**Complete the following**
a) Write out the passage from the article on underground design efficiency between "How to Maximize" and "amount of investment.", inclusive.
b) Summarize the article on underground design efficiency in two sentences.
c) Give what follows the last sentence of the article on underground design efficiency.

How to Maximize Underground Design Efficiency

The United States is embarking on a massive infrastructure buildout to support as much as $10 trillion of new investments. Even if just 50% of that total is achieved, that’s still a significant amount of investment.

New auto factories, chip manufacturing plants, drug re-shoring, and the development of huge data centers to support the advent of Artificial Intelligence (AI) and robotics are coming. These new economic development opportunities will require new transportation systems with roads, bridges and ports, new electric and gas transmission lines, new water and wastewater infrastructure, and new fiber for phase one of the projects through their ultimate build-out. The demand will be high. The need will be immediate. There will be no time for lengthy planning, permitting, and design processes. The fast movers will deploy new design and construction technologies at the speed of business. AI-informed designs, building information models (BIM) using 3D–6D models for design, construction, scheduling, cost control and environmental impacts, 3D printing, advancements in material science, new construction equipment married with robotics, and more. It will all impact the safe and efficient construction of the twenty-first-century infrastructure we need to reliably and affordably serve a wide variety of new factories and industries in a competitive world marketplace. It is the future, and we have the opportunity to lead it.

The American Society of Civil Engineers and their Future World Vision encourages members to consider the future in everything we design and build.

Our world is changing at an accelerating pace. Understanding the drivers of change is more critical than ever. Our future will require a new way of doing things. A new plan. A new vision.

A Better Future

Subsurface utility engineering (SUE) is the starting point for most infrastructure projects. To achieve a better future, we must change fundamental aspects of the way we work together at the earliest stages of the project. Currently, underground infrastructure projects involve dozens of stakeholders, yet they are not always aligned on basic information fundamental to project success. Even when they’re working on the same job site, each company, consultant, contractor, subcontractor, supplier, and agency may operate in silos and sometimes must rely on incomplete, out-of-date, or missing data. It can be impossible to achieve early alignment as a team when there’s no connective data infrastructure to begin the project from a common baseline and keep shared information updated throughout the project phases.

The challenge of quality SUE seems simple, but the negative consequences are devastating: costly utility strikes, planning errors, construction delays, poor asset management, inadequate modernization of the infrastructure grid, reduced resiliency, lost revenue from service disruptions to utility customers, and more. And the consequences affect everyone. Whether it’s the project owner determining the project footprint, the civil engineer designing the 3D model, the project manager working between the back office and the site, or the excavator operator breaking ground—they’re all held back by increased risk due to the lack of a comprehensive, up-to-date SUE map for every project site.

**Data records**
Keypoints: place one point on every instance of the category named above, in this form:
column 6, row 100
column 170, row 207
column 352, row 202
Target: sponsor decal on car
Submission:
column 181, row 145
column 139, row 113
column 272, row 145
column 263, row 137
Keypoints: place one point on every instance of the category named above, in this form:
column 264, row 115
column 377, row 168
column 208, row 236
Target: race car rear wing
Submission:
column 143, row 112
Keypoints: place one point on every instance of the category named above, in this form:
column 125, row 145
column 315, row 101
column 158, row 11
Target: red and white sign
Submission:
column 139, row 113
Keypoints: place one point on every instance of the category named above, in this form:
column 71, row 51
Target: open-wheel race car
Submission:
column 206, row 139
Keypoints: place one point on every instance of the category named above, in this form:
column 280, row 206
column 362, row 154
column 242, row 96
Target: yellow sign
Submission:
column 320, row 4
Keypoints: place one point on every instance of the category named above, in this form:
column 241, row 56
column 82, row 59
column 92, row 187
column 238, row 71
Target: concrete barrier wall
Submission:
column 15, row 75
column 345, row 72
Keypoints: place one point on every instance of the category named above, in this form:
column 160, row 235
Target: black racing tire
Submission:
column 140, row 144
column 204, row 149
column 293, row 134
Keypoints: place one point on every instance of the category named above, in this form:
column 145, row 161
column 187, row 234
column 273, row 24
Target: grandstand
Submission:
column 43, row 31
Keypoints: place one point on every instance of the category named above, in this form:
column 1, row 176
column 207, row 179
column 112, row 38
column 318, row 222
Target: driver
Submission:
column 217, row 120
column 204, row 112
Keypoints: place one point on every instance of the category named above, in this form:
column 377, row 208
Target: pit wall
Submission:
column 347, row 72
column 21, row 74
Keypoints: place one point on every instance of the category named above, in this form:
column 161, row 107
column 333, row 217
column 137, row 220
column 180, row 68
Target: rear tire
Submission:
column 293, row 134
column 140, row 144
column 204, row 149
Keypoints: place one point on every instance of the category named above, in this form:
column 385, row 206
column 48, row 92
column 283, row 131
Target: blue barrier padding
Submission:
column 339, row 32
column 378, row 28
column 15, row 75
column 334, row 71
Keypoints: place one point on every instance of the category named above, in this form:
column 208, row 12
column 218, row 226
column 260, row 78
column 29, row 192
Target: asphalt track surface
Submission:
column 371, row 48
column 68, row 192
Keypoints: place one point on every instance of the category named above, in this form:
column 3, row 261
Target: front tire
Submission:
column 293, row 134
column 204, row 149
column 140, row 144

**Expected answers**
a)
How to Maximize Underground Design Efficiency

The United States is embarking on a massive infrastructure buildout to support as much as $10 trillion of new investments. Even if just 50% of that total is achieved, that’s still a significant amount of investment.

b) The United States faces a massive infrastructure buildout for new factories, data centers, and utility systems, with high and immediate demand, and fast movers will deploy new technologies such as AI-informed designs and BIM. Subsurface utility engineering is the starting point for most projects, but stakeholders often work in silos with incomplete or out-of-date data, and the lack of a comprehensive, up-to-date SUE map leads to costly utility strikes, construction delays, and other consequences that affect everyone.

c)
Today’s methods are no longer sustainable for meeting the demands of building tomorrow’s infrastructure. But what if we could change this? What if we could drive better alignment, transparency, and outcomes to bring project stakeholders together from the beginning?

When everyone involved can instantly access the same reliable data, projects move forward quickly, decisions become clearer, and outcomes improve. Data alone won’t futureproof underground infrastructure. People, empowered by the same reliable data, will. When everyone shares data, we build better together.

Where to Begin?

At the very beginning, of course. What does my project site look like? What is its topography and geology? What and where are the overhead obstacles? Where are the underground utilities? Who owns the surrounding property? A myriad of details that today, in the age of AI, has become increasingly easier to quickly and accurately integrate into an initial, but information-rich, digital twin model.

According to Bentley, “a digital twin is a digital representation of a physical asset, process or system, as well as the engineering information that allows us to understand and model its performance.”

How we answer these early project questions as we build a 3D digital twin can positively impact the planning, design, construction, operations, and maintenance of the project over the life of the asset.

Planning

Planners need immediate access to relative locations to identify overhead features like commercial signs and billboards, utility cabinets, street lights, and even trees as well as myriad underground utilities from all of the utility owners present in the site boundary.

Input from Ground Penetrating Radar (GPR), Electro Magnetic (EM) Locators, Real-Time Kinematic (RTK) GPS, and system records can help to provide depths, paths, and positions of underground cables and vaults, water, wastewater, and stormwater pipes and manholes, gas lines, etc. Global Positioning System (GPS), drone and satellite imagery, and utility company records can do the same for overhead obstacles and assets.

After the devastating January 2025 Eaton fire in southern California, one company, 4M Analytics, searched for the number of underground utilities that were buried under the scarred Earth. They found 16 different utilities, far more than the average planner or engineer might discover.

Planners today need collaborative tools that work across digital platforms producing accurate, data-rich results for application in virtual twins. Good planning work upfront reduces the preliminary and early-stage work for the design teams that follow.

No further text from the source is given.